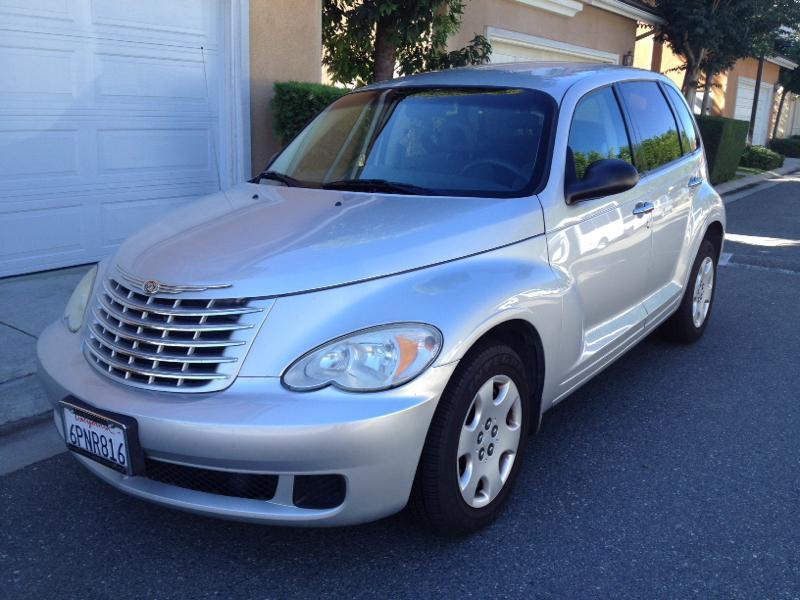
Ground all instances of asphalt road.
[0,181,800,599]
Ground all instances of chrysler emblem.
[117,265,231,296]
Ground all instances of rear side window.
[665,86,697,154]
[569,87,631,179]
[619,81,681,173]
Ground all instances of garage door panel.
[100,196,194,246]
[91,0,214,42]
[94,50,208,111]
[0,40,77,107]
[0,128,79,179]
[0,204,89,265]
[0,0,77,22]
[0,0,227,276]
[97,127,212,177]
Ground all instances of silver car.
[38,63,725,534]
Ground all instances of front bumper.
[37,321,455,526]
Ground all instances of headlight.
[64,265,97,333]
[283,323,442,392]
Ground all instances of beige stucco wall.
[634,37,780,124]
[250,0,322,174]
[450,0,636,60]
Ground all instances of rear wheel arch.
[703,221,725,260]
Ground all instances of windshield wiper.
[322,179,433,195]
[253,171,300,187]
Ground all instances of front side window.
[619,81,681,173]
[568,87,631,179]
[269,88,554,196]
[665,86,697,154]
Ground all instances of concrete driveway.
[0,180,800,598]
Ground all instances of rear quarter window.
[619,81,681,173]
[665,86,697,154]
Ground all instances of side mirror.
[564,158,639,204]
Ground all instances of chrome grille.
[84,279,264,392]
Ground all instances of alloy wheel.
[692,256,714,328]
[456,375,522,508]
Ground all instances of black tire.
[410,342,532,535]
[659,239,718,344]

------------------------------------------------------------

## TASK OBJECTIVE:
Copy out word for word everything in the records from the line containing "Ground all instances of front bumper." down to the last line of the records, including both of those lines.

## RESULT FOR THIS EXERCISE:
Ground all instances of front bumper.
[37,321,455,526]
Ground all instances of headlight.
[64,265,97,333]
[283,323,442,392]
Ground all instances of beige stucco wall.
[634,37,780,124]
[250,0,322,174]
[450,0,636,60]
Ground all instances of rear wheel arch.
[703,221,725,260]
Ground all instances of windshield wiper.
[322,179,433,195]
[253,171,300,187]
Ground all instances of front side window.
[619,81,681,173]
[568,87,631,179]
[269,88,554,196]
[665,86,697,154]
Ground all instances of concrete driveway.
[0,180,800,598]
Ground all instances of rear quarter window.
[619,81,681,173]
[665,86,697,154]
Ground all instances of side mirror.
[564,158,639,204]
Ground all instances of chrome grille.
[84,279,264,392]
Ground all instances of alloy wheel.
[692,256,714,328]
[456,375,522,508]
Ground all instances of black tire.
[410,342,532,535]
[659,239,718,344]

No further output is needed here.